§ Dataset entries:
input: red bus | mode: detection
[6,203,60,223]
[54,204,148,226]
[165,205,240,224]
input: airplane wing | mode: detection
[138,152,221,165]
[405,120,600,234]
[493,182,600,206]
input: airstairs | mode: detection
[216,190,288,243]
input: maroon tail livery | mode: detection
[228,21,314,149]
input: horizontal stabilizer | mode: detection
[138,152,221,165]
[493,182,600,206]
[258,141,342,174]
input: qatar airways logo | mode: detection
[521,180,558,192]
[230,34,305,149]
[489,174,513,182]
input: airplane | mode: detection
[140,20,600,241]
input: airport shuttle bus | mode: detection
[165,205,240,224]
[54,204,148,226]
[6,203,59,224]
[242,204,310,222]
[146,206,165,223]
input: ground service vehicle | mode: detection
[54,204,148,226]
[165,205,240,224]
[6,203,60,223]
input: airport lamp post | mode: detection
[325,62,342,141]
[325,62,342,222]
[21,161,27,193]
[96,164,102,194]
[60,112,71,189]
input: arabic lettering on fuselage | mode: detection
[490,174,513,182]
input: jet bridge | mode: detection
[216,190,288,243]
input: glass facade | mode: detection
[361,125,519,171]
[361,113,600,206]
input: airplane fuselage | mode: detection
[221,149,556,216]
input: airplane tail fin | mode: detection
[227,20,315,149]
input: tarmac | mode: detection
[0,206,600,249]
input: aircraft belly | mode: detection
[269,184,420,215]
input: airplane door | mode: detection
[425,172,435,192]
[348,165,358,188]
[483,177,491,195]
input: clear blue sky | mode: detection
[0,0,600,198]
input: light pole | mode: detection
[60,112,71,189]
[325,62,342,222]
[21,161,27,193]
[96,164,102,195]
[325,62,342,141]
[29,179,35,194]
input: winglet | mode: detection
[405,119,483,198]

§ What is needed:
Lay out every line of the entries above as a JSON list of strings, with one string per line and no blank lines.

§ Expected answer:
[
  "input: red bus | mode: detection",
  "[6,203,60,223]",
  "[54,204,148,226]",
  "[165,205,240,224]",
  "input: airplane wing | mode: detection",
  "[138,152,221,165]",
  "[405,120,600,234]",
  "[493,182,600,206]",
  "input: airstairs | mode: detection",
  "[216,190,288,243]",
  "input: maroon tail livery | mode: detection",
  "[228,21,314,149]",
  "input: horizontal stabilizer | mode: detection",
  "[138,152,221,165]",
  "[493,182,600,206]",
  "[258,141,342,174]",
  "input: qatar airways logo | mode: detection",
  "[521,180,558,192]",
  "[230,34,305,149]",
  "[489,174,513,182]",
  "input: airplane | mode: detection",
  "[140,20,600,241]",
  "input: airport shuttle bus | mode: detection",
  "[165,205,240,224]",
  "[54,204,148,226]",
  "[6,203,59,224]",
  "[242,204,310,222]",
  "[146,206,165,223]",
  "input: ground service vehicle | mode: detection",
  "[54,204,148,226]",
  "[165,205,240,224]",
  "[6,203,60,223]",
  "input: airport lamp post | mode: detection",
  "[325,62,342,141]",
  "[325,62,342,222]",
  "[21,161,27,193]",
  "[96,164,102,194]",
  "[60,112,71,189]",
  "input: arabic lettering on fuselage | mode: detection",
  "[490,174,513,182]",
  "input: jet bridge | mode: detection",
  "[216,190,288,243]",
  "input: glass facade | mode: detection",
  "[361,125,519,171]",
  "[361,113,600,206]",
  "input: airplane fuselage | mode: detection",
  "[221,149,556,216]",
  "input: airplane tail fin | mode: detection",
  "[227,20,315,149]",
  "input: tarmac | mode: detection",
  "[0,206,600,249]",
  "input: aircraft belly | mode: detection",
  "[269,184,420,215]",
  "input: airplane door | mode: detection",
  "[425,172,435,192]",
  "[348,165,358,188]",
  "[483,177,491,195]",
  "input: clear blue sky | mode: detection",
  "[0,0,600,198]",
  "input: light pole | mode: detection",
  "[60,112,71,189]",
  "[325,62,342,222]",
  "[21,161,27,193]",
  "[96,164,102,195]",
  "[325,62,342,141]",
  "[29,179,35,194]",
  "input: winglet | mode: detection",
  "[405,119,483,198]"
]